Start

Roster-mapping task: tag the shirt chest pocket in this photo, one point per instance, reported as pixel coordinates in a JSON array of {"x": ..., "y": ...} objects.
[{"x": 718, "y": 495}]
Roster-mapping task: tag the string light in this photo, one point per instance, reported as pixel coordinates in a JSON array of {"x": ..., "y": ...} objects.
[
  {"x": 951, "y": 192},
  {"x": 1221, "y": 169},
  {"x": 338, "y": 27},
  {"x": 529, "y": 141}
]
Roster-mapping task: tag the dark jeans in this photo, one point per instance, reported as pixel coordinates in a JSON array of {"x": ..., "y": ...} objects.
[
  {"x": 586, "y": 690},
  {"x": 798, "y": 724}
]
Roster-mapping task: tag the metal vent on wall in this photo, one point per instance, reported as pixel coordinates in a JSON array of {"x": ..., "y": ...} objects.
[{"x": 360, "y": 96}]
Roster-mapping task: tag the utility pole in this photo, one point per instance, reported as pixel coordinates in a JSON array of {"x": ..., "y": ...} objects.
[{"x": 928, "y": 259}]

End

→ **Task statement**: Rewrite the items above as a numbered list, from the line containing "Roster-mapping task: tag the metal" through the last line of the items, leaving out any blank lines.

→ **Result of the exercise**:
1. Roster-mapping task: tag the metal vent on wall in this photo, one point per instance, reported as pixel coordinates in a JSON array of {"x": ..., "y": ...} objects.
2. [{"x": 360, "y": 96}]
3. Roster-mapping task: tag the utility pole in this photo, one point per instance, reported as pixel coordinates in a JSON array of {"x": ..., "y": ...} objects.
4. [{"x": 928, "y": 259}]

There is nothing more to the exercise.